= Tasks to perform =
1 > Copy the VaultWiki import bug report word for word, starting at "Issue Type Bug" and ending at "Fixed Version (none)".
2 > Pick up the VaultWiki import bug report after its last line and keep writing it.

= Supplied text =

+++

Issue: Incorrect string value:

Issue Tools
- View Changes

February 1, 2017 5:21 PM

Alfa1

Distinguished Member

Incorrect string value:

Code:

Importing edits to wiki pages
An exception occurred: Mysqli statement execute error : Incorrect string value: '\xB1-meth...' for column 'section' at row 1 in [path]/library/Zend/Db/Statement/Mysqli.php on line 214
#0: Zend_Db_Statement_Mysqli->_execute() in [path]/library/Zend/Db/Statement.php at line 297
#1: Zend_Db_Statement->execute() in [path]/library/Zend/Db/Adapter/Abstract.php at line 479
#2: Zend_Db_Adapter_Abstract->query() in [path]/library/Zend/Db/Adapter/Abstract.php at line 574
#3: Zend_Db_Adapter_Abstract->insert() in [path]/library/XenForo/DataWriter.php at line 1638
#4: XenForo_DataWriter->_insert() in [path]/library/XenForo/DataWriter.php at line 1627
#5: XenForo_DataWriter->_save() in [path]/library/vw/XenForo/DataWriter.php at line 352
#6: vw_XenForo_DataWriter->_save() in [path]/library/XenForo/DataWriter.php at line 1419
#7: XenForo_DataWriter->save() in [path]/vault/core/controller/dm/xf.php at line 415
#8: vw_DM_Controller_XF->save() in [path]/vault/core/controller/import/handle/vw3/revision/vw.php at line 343
#9: vw_Import_Handle_VW3_Revision_Controller->add_edit() in [path]/vault/core/controller/import/handle/vw3/revision/vw.php at line 272
#10: vw_Import_Handle_VW3_Revision_Controller->do_edit() in [path]/vault/core/controller/import/handle/vw3/revision/vw.php at line 152
#11: vw_Import_Handle_VW3_Revision_Controller->do_edits() in [path]/vault/core/controller/import/steps/vw3/vw.php at line 466
#12: vw_Import_Steps_VW3_Controller->{closure}() in [path]/vault/core/controller/progress/steps/vw.php at line 83
#13: vw_Progress_Steps_Controller->call() in [path]/vault/core/controller/progress/steps/vw.php at line 53
#14: vw_Progress_Steps_Controller->execute() in [path]/vault/core/controller/progress/vw.php at line 92
#15: vw_Progress_Controller->exec_script() in [path]/vault/core/controller/progress/vw.php at line 74
#16: vw_Progress_Controller->execute() in [path]/vault/core/controller/cp/progress/vw.php at line 35
#17: vw_CP_Progress_Controller->process() in [path]/vault/core/controller/cp/impex/vw.php at line 108
#18: vw_CP_ImpEx_Controller->import() in [path]/vault/core/controller/cp/impex/vw.php at line 33
#19: vw_CP_ImpEx_Controller->execute() in [path]/library/vw/XenForo/ControllerAdmin/Wiki.php at line 118
#20: vw_XenForo_ControllerAdmin_Wiki->actionIndex() in [path]/library/XenForo/FrontController.php at line 351
#21: XenForo_FrontController->dispatch() in [path]/library/XenForo/FrontController.php at line 134
#22: XenForo_FrontController->run() in [path]/admin.php at line 13

Issue Details

Issue Number 4899

Issue Type Bug

Project VaultWiki 4.x Series

Category Importing

Status Fixed

Priority 2 - Fatal / Database Errors

Affected Version 4.0.16

Fixed Version (none)

+++

= Material =
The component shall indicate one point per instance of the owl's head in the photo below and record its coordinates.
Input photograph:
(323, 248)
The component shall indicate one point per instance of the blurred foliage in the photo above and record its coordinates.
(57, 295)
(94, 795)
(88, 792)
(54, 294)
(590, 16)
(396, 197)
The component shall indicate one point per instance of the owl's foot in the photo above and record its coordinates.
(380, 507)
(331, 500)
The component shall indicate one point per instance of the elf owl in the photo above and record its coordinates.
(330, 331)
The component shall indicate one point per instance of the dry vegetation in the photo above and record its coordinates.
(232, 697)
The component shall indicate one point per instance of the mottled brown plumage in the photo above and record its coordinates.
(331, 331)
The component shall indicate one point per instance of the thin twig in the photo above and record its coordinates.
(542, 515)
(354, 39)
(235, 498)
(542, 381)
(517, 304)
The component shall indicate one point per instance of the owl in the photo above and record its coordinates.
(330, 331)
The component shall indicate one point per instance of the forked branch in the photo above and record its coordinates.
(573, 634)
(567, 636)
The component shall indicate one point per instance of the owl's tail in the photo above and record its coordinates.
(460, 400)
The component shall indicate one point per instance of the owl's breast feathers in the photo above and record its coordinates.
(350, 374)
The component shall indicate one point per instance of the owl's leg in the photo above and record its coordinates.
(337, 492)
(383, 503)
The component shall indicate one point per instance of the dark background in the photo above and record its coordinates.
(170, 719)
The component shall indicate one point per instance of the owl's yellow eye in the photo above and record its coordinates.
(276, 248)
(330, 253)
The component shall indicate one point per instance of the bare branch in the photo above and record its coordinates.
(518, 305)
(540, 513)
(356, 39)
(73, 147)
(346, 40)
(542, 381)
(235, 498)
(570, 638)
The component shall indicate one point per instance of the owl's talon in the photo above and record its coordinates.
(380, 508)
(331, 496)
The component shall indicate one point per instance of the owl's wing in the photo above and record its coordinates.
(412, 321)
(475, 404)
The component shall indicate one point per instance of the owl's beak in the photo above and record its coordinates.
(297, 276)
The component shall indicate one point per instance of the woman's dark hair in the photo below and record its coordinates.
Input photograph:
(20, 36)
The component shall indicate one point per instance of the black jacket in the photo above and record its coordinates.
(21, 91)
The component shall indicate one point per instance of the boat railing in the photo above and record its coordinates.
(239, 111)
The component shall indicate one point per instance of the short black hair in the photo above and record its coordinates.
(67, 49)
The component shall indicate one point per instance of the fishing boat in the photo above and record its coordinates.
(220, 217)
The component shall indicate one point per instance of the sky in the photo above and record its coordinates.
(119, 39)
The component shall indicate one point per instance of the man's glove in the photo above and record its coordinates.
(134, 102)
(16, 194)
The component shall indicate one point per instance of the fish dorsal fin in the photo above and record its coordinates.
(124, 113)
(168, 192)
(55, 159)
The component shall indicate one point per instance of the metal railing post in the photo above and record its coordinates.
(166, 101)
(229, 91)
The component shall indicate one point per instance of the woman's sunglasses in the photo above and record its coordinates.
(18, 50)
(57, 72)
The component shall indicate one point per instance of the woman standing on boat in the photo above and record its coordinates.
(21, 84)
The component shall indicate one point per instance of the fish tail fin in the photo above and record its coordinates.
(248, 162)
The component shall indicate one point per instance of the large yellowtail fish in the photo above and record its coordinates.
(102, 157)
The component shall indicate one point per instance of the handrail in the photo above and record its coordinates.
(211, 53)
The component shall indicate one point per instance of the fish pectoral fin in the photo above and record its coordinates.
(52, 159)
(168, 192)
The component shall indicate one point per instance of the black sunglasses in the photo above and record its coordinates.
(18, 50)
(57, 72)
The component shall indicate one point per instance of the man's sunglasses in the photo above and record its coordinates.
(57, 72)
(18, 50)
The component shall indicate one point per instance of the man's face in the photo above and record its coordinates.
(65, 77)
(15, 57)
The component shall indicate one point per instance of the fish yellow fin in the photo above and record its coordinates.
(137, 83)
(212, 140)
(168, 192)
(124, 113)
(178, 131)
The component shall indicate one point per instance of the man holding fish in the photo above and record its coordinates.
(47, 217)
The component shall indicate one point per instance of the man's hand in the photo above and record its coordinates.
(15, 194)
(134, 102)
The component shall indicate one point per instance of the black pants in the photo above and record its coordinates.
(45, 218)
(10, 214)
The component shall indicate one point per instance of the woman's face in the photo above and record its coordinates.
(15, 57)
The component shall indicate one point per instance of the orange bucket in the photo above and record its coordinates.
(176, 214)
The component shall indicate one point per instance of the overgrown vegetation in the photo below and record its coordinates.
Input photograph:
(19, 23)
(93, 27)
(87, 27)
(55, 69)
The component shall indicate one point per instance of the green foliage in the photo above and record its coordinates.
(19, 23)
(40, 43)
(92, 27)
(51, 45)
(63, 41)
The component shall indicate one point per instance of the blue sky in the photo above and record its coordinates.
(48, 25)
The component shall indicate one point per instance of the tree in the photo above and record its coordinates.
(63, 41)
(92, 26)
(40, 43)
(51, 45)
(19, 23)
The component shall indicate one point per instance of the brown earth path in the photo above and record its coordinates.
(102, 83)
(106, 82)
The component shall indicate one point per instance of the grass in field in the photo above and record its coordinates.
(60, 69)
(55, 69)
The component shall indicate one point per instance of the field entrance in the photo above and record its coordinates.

+++

= Expected answers =
1 >
Issue Type Bug

Project VaultWiki 4.x Series

Category Importing

Status Fixed

Priority 2 - Fatal / Database Errors

Affected Version 4.0.16

Fixed Version (none)

2 >
Milestone (none)

Software DependencyXenForo 1.x

License TypePaid

Users able to reproduce bug 0

Users unable to reproduce bug 0

Attachments 0

Assigned Users (none)

Tags (none)

February 2, 2017 10:10 AM

pegasus

VaultWiki Team

I see an invalid UTF-8 byte right there. This might be a little touch and go. In vault/core/model/string/vw.php, find:

Code:

	public function mb_clean($input)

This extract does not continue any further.